■ Items from a dataset
################

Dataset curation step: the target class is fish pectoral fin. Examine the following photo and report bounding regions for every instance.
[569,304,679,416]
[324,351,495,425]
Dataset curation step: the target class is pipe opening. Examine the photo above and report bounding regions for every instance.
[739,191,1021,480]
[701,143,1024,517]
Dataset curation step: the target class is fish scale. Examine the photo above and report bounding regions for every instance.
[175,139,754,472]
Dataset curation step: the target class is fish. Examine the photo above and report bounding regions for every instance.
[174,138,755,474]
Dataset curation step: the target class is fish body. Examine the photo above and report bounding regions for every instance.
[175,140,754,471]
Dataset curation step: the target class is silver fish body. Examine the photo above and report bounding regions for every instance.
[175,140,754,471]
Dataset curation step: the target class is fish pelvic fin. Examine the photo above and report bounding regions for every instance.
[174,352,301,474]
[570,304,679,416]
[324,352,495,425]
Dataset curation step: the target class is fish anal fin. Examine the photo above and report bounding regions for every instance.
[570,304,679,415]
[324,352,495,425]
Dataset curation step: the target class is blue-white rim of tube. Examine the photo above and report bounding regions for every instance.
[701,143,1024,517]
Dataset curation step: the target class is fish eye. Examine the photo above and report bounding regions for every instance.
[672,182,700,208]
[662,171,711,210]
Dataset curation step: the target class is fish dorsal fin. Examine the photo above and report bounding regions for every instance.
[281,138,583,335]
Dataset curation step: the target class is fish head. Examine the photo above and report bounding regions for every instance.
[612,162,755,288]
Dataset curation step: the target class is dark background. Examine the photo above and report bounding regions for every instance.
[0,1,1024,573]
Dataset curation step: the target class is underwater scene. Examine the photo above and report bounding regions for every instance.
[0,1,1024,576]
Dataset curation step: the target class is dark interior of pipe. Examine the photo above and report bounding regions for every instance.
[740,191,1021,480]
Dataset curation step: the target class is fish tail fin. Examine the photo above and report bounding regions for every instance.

################

■ Your objective
Extract every line from the one containing "Dataset curation step: the target class is fish body." to the one containing "[662,171,711,210]", inclusive, and reproduce them verbatim.

■ Exercise response
Dataset curation step: the target class is fish body. Examine the photo above and report bounding regions for every instance.
[175,140,754,471]
Dataset curation step: the target class is silver fish body. Examine the photo above and report bounding regions for every instance.
[175,140,754,471]
Dataset curation step: the target class is fish pelvic fin. Examine the photo above and report bounding regions for every instance.
[174,352,301,474]
[570,304,679,416]
[324,352,495,425]
Dataset curation step: the target class is fish anal fin. Examine the photo above and report bounding regions for every instance.
[570,304,679,415]
[324,352,495,425]
Dataset curation step: the target class is blue-white rim of tube. Examine the photo above and report bounding regions for every instance.
[701,143,1024,517]
Dataset curation step: the target class is fish eye. Examine the photo above and report bounding regions for every instance.
[672,182,700,208]
[662,171,711,210]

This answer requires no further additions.